## The exercise
Return every line of the items below that contains the string "task".

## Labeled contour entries
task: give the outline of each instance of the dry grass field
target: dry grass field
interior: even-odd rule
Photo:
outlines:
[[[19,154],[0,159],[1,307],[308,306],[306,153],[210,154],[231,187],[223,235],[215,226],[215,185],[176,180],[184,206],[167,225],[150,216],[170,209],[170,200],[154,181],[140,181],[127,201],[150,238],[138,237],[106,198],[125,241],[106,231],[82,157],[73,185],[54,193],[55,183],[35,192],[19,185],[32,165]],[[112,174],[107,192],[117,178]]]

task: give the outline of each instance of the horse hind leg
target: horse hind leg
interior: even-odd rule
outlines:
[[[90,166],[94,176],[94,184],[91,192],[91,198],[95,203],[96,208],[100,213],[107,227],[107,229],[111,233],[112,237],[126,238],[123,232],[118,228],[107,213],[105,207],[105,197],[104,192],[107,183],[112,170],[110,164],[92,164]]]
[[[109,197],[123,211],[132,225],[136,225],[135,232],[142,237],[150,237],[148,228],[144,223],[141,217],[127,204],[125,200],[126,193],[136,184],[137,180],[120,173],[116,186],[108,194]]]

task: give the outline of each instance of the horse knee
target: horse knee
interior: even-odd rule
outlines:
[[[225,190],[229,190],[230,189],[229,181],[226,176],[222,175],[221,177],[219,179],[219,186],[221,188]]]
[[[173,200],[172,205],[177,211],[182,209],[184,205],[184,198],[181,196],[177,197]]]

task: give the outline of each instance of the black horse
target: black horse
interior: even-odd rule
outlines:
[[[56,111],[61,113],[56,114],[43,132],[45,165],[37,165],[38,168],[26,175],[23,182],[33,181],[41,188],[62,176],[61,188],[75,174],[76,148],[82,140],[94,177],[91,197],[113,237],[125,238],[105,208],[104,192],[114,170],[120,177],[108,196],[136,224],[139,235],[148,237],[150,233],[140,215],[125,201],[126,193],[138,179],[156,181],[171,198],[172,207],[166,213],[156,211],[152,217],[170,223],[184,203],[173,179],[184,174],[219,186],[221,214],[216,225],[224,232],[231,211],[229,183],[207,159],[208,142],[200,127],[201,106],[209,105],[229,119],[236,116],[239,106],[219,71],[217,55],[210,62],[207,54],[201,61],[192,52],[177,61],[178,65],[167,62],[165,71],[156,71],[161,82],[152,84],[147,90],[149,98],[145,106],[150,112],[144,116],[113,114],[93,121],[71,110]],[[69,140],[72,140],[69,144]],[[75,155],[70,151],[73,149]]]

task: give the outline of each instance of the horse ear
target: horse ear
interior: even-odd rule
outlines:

## Written solution
task: give the outline of each instance of the dry grass field
task: give the outline of each instance of the horse hind leg
task: give the outline of each instance of the horse knee
task: give the outline of each instance of the black horse
task: give the outline of each instance of the horse ear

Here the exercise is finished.